§ DATASET EXCERPTS
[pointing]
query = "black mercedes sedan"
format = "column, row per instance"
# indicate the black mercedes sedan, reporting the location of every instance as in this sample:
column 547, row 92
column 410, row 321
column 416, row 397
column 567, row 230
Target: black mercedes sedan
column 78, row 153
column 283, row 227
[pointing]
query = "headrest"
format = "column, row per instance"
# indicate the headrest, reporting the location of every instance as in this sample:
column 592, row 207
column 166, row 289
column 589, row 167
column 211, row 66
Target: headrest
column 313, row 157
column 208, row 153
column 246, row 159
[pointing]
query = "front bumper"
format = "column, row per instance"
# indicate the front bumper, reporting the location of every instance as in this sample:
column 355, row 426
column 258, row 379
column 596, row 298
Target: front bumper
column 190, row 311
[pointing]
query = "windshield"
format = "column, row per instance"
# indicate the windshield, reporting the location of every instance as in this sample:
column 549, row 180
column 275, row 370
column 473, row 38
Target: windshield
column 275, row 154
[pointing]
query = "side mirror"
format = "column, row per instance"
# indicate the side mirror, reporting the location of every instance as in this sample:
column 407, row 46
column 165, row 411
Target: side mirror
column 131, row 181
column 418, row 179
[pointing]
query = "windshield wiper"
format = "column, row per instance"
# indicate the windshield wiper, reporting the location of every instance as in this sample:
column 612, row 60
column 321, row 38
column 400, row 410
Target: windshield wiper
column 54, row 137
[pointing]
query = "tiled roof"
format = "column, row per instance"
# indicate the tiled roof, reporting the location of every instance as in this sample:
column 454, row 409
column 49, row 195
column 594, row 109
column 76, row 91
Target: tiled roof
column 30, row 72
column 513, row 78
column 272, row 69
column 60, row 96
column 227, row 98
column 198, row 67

§ YOUR INSTRUCTIONS
A verbatim copy of the listing is needed.

§ YOUR SOLUTION
[pointing]
query = "black mercedes sedan"
format = "column, row per instance"
# indicate the black mercedes sedan, reporting the location of every instance as in this sample:
column 547, row 92
column 410, row 321
column 416, row 397
column 567, row 230
Target: black mercedes sedan
column 78, row 153
column 283, row 227
[pointing]
query = "headrest"
format = "column, row per instance"
# indicate the headrest, reporting the location of every instance as in this sample:
column 592, row 207
column 166, row 289
column 589, row 167
column 211, row 66
Target: headrest
column 313, row 157
column 208, row 153
column 246, row 159
[pointing]
query = "front bumper"
format = "column, row per instance"
# indicate the front bumper, reporting the location of every instance as in this sample:
column 355, row 426
column 258, row 379
column 596, row 298
Target: front bumper
column 190, row 311
[pointing]
query = "windshield"
format = "column, row per instance"
# indicate the windshield, reporting the location of every instance as in this sample:
column 549, row 180
column 275, row 370
column 473, row 38
Target: windshield
column 275, row 154
[pointing]
query = "side mirror"
format = "column, row per instance"
# indicate the side mirror, reporting the location of every instance as in this sample:
column 407, row 46
column 165, row 411
Target: side mirror
column 131, row 181
column 418, row 179
[pointing]
query = "windshield wiper"
format = "column, row per instance"
# indicate the windshield wiper, reporting the location of every instance as in this sample:
column 612, row 60
column 321, row 38
column 400, row 410
Target: windshield wiper
column 54, row 137
[pointing]
query = "tiled roof"
format = "column, row per instance"
# indicate the tiled roof, reporting the location of every instance as in this sample:
column 454, row 409
column 49, row 195
column 594, row 109
column 76, row 91
Target: tiled roof
column 30, row 72
column 513, row 78
column 272, row 69
column 60, row 96
column 227, row 98
column 198, row 67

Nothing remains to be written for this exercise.